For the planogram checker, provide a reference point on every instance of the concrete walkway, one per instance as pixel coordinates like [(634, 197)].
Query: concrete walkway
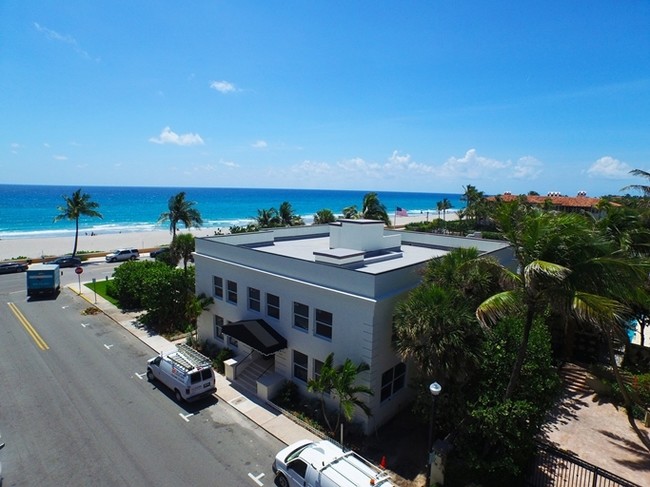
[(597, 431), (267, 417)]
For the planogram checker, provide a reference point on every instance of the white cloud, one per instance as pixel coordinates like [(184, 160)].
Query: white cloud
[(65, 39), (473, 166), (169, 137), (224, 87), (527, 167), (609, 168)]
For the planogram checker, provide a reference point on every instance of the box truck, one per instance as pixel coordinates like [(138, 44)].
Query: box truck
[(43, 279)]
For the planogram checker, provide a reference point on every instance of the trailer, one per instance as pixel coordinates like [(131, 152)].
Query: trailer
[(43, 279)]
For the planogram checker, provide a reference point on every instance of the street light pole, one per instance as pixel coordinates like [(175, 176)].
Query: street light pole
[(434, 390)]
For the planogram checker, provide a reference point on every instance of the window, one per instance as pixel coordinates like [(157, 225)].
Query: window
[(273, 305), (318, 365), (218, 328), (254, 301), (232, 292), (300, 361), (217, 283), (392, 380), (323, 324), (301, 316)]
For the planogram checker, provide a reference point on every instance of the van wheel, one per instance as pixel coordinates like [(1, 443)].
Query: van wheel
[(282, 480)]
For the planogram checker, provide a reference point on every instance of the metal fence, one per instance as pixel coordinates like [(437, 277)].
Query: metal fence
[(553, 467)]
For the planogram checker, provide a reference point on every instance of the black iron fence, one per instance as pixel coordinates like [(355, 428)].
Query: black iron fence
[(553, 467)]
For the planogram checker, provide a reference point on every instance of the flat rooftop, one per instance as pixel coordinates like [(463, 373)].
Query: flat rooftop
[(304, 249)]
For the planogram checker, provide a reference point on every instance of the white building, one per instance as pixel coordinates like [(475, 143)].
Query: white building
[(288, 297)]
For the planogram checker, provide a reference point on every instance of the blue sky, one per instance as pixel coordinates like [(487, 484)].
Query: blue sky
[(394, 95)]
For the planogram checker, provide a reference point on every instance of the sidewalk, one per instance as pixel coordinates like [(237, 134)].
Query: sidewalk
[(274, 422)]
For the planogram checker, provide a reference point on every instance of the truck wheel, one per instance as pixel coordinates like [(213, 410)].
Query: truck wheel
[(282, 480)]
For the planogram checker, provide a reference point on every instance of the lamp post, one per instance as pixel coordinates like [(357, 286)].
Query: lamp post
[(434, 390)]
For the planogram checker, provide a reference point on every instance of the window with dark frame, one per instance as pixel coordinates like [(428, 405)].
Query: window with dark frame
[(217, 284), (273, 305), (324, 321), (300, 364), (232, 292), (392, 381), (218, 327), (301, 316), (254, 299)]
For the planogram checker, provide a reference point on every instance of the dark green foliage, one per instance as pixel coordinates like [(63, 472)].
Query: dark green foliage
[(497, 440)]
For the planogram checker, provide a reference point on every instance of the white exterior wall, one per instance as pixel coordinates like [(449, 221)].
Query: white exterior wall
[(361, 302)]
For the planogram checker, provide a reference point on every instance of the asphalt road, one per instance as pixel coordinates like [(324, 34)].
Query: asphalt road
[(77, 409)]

---

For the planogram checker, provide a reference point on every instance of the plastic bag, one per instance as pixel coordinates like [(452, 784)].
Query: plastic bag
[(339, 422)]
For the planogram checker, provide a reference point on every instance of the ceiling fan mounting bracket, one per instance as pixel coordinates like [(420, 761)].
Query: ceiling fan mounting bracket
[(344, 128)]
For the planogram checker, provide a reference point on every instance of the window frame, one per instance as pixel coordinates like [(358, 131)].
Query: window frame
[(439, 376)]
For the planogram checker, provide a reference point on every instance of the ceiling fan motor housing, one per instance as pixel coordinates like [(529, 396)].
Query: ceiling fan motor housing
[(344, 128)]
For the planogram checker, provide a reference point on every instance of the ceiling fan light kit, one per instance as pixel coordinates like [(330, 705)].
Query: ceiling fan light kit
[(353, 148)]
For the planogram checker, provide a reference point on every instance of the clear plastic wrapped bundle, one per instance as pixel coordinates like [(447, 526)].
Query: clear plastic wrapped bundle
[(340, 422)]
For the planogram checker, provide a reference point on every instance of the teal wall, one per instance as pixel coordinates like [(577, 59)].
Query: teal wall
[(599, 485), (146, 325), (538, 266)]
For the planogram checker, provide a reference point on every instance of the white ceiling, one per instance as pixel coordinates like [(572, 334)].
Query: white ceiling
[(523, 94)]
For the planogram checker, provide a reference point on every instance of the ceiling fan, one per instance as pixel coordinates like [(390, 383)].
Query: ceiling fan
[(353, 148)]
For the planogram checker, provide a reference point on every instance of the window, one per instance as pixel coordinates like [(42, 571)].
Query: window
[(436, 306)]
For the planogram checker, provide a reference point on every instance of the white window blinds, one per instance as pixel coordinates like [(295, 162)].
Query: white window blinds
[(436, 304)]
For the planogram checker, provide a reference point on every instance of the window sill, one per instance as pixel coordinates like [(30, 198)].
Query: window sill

EXERCISE: Where a line of the data holds "sill", show that line.

WRITTEN RESPONSE:
For the planogram checker, provide a reference point on every instance of the window sill, one per instance as pixel coordinates like [(30, 198)].
Query: window sill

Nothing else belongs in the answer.